--- Work to complete ---
Give only the number of lines in the data below that contain the string "leaf".

--- Shape annotation entries ---

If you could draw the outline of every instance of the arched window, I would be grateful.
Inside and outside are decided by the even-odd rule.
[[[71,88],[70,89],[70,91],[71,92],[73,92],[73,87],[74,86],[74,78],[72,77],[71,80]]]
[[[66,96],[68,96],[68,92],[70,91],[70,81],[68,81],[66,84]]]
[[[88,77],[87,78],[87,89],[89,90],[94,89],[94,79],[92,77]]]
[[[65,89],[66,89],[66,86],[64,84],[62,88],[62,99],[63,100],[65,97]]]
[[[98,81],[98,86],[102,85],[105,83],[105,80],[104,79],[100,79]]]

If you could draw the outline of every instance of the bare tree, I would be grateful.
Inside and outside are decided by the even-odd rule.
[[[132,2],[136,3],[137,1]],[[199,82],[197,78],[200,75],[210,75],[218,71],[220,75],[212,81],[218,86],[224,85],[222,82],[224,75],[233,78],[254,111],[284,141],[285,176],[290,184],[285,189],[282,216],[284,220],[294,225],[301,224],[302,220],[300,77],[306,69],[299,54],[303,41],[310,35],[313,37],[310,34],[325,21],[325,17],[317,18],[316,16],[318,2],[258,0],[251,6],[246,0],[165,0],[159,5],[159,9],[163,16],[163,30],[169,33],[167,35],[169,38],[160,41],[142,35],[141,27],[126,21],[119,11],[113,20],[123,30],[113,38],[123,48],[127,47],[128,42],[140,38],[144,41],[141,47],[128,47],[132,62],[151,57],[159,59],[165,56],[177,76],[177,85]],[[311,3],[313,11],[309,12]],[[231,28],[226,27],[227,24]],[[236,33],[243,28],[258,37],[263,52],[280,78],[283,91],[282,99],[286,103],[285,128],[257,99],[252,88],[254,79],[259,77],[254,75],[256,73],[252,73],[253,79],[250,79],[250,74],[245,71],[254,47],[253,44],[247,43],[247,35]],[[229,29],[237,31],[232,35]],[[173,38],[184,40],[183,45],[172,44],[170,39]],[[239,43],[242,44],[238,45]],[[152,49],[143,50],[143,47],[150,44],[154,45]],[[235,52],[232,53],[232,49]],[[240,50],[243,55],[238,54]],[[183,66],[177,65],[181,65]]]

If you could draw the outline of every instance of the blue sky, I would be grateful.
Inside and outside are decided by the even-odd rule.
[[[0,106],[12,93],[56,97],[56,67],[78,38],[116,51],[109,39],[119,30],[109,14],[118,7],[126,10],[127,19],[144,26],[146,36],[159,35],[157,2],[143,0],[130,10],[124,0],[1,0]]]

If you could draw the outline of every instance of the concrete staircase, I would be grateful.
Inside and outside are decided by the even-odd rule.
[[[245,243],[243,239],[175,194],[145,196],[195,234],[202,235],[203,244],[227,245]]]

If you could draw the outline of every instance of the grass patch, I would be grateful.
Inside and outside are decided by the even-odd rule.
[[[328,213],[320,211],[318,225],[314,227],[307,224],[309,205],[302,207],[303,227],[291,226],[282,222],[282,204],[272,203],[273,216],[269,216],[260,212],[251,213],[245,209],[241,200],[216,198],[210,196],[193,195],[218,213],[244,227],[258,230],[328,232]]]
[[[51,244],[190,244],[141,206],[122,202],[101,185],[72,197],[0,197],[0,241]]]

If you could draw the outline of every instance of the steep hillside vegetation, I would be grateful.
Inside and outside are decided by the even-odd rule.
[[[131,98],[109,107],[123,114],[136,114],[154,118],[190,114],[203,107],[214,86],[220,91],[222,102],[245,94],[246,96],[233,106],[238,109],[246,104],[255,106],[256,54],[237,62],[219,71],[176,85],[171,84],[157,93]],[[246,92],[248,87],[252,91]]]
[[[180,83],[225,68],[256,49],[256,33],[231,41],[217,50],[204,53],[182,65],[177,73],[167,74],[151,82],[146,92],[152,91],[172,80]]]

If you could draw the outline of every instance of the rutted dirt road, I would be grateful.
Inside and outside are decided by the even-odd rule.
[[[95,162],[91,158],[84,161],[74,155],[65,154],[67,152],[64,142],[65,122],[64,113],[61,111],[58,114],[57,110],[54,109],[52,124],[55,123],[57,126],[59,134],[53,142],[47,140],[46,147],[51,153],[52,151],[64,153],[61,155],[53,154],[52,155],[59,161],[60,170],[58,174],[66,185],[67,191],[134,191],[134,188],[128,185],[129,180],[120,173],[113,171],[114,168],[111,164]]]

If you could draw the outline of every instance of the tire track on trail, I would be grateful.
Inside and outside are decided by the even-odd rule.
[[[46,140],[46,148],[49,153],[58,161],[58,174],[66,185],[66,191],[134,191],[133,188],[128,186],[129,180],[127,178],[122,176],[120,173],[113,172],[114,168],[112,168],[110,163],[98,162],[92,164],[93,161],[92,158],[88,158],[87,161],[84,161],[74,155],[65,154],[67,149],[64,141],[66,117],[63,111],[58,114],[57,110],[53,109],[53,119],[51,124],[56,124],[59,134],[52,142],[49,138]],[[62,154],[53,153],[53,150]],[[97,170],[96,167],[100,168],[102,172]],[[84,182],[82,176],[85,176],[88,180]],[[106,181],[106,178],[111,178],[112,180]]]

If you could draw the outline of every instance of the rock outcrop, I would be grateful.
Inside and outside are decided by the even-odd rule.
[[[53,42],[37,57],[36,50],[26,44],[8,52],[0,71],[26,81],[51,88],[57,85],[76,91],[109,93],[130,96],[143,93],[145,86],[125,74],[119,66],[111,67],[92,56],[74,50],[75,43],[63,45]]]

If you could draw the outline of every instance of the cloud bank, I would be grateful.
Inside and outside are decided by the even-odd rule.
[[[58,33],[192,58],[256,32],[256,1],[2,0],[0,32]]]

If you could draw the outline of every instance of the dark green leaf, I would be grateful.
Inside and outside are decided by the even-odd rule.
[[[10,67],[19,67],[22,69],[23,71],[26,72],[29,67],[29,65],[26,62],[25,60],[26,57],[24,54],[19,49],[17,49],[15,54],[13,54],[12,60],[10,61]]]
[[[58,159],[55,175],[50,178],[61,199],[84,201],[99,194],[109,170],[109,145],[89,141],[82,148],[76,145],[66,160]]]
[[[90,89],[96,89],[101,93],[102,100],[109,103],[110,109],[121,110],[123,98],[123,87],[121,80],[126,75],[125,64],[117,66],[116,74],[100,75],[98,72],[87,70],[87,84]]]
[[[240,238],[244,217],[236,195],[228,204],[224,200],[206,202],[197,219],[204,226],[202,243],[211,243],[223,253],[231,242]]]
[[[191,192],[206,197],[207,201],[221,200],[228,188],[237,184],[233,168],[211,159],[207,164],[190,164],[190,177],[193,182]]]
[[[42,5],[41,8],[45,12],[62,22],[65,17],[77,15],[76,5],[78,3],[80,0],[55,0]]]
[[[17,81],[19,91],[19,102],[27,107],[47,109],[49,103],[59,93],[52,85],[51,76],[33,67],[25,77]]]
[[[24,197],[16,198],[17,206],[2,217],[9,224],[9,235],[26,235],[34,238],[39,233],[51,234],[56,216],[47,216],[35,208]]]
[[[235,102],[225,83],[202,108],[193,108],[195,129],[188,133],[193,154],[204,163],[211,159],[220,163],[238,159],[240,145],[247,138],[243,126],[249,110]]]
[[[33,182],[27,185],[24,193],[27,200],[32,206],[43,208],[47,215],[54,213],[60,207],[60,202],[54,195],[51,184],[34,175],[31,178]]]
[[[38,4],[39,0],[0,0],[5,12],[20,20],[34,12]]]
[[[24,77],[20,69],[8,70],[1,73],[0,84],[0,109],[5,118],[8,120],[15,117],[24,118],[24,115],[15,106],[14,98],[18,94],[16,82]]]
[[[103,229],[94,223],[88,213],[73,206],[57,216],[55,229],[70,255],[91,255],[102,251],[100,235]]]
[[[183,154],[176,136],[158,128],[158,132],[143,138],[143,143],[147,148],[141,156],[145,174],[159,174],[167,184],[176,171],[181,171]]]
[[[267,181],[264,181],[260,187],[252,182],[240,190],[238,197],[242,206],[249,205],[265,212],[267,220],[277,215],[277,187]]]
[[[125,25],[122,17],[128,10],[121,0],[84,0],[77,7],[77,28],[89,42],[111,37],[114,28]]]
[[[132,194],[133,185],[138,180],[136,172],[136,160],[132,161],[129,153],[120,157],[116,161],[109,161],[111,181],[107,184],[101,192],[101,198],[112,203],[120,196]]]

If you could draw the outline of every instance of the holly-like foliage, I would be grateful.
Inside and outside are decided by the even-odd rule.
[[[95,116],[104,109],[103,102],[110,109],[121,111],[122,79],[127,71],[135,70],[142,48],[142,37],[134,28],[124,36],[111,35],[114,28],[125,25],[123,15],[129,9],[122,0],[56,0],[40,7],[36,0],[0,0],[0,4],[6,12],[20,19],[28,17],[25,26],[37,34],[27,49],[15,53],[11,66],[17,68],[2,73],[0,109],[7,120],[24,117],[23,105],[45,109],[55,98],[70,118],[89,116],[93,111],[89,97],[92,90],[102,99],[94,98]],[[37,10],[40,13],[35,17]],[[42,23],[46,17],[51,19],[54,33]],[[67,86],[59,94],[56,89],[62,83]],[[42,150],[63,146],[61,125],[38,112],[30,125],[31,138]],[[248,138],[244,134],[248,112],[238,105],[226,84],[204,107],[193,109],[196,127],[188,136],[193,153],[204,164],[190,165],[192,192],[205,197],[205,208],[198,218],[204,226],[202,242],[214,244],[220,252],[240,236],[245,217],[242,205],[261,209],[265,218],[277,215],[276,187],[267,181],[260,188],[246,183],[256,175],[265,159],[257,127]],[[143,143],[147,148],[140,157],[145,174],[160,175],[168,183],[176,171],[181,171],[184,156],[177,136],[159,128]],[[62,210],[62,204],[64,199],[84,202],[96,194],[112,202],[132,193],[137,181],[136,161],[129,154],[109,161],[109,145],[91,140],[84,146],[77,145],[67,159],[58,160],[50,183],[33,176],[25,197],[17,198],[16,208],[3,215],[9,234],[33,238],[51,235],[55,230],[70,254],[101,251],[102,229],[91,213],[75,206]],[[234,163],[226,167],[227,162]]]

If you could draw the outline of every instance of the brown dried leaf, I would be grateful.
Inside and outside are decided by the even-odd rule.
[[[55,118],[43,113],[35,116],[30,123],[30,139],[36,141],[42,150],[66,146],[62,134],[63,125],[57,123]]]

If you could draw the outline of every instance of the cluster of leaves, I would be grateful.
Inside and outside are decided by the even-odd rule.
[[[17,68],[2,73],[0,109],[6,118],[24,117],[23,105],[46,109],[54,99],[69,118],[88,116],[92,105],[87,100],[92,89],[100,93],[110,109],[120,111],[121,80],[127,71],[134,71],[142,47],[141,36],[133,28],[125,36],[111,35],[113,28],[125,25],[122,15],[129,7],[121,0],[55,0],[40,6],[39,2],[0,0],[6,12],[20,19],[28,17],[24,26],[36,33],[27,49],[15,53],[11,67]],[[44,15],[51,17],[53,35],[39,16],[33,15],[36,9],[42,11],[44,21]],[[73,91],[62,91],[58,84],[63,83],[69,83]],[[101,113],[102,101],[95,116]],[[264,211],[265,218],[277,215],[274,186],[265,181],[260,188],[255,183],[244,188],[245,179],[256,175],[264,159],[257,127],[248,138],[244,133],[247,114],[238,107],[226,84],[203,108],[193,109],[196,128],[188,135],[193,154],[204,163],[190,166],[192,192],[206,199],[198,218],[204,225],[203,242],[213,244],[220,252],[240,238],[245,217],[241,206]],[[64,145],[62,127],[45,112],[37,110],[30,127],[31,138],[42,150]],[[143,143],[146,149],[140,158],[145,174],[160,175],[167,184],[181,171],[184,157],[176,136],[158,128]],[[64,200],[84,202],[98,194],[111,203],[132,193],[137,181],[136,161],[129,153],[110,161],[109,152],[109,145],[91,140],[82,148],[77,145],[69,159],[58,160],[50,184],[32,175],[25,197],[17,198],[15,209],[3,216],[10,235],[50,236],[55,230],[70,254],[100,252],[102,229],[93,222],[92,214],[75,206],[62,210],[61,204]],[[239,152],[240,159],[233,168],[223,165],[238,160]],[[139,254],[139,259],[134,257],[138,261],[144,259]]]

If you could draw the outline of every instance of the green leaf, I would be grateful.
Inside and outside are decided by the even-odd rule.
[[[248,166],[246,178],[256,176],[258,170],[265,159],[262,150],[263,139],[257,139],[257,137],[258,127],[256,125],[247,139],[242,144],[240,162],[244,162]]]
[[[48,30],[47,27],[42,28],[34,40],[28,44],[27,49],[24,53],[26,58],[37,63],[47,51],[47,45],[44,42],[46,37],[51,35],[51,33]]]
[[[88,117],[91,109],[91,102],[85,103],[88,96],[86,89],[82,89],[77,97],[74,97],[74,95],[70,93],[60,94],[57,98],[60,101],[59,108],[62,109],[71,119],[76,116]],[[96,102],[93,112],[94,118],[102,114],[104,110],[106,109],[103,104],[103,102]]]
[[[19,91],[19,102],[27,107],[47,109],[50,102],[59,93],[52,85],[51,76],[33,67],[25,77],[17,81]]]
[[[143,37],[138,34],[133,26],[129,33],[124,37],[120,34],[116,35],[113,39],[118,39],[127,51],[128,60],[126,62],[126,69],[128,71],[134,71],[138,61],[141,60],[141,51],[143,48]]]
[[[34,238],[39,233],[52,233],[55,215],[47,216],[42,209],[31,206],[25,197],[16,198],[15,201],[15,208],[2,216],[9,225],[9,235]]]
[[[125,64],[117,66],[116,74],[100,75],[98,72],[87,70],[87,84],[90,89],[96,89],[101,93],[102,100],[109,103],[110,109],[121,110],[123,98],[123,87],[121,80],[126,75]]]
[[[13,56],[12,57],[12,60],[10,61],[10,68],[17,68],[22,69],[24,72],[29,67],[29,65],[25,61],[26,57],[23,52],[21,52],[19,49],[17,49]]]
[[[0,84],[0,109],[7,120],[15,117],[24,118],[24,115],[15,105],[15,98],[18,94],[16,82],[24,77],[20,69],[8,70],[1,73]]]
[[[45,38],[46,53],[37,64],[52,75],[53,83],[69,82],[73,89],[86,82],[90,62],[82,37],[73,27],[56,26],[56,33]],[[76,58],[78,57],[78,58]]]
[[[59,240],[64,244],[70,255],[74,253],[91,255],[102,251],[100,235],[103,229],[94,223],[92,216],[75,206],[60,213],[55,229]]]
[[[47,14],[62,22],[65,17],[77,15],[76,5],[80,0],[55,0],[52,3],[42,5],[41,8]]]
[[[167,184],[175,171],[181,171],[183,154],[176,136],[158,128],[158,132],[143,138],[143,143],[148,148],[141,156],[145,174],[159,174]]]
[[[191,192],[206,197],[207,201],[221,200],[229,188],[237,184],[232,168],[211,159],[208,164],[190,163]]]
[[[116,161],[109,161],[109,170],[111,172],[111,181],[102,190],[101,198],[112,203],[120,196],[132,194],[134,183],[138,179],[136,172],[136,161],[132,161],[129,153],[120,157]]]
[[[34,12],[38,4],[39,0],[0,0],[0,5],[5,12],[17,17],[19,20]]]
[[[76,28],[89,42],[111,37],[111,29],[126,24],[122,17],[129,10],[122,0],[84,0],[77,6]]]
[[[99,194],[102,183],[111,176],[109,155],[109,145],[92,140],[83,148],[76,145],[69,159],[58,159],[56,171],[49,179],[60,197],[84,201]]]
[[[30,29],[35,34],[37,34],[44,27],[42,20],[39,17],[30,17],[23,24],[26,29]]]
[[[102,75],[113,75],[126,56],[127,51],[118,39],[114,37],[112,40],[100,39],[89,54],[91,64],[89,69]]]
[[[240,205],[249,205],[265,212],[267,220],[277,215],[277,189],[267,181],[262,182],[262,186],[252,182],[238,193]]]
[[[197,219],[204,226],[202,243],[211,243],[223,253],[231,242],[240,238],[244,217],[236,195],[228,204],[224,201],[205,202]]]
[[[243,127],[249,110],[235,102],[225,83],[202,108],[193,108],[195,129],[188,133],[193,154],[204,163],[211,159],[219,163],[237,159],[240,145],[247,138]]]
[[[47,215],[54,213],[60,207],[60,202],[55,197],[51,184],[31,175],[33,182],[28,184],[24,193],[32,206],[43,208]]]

--- Solution to the problem ---
3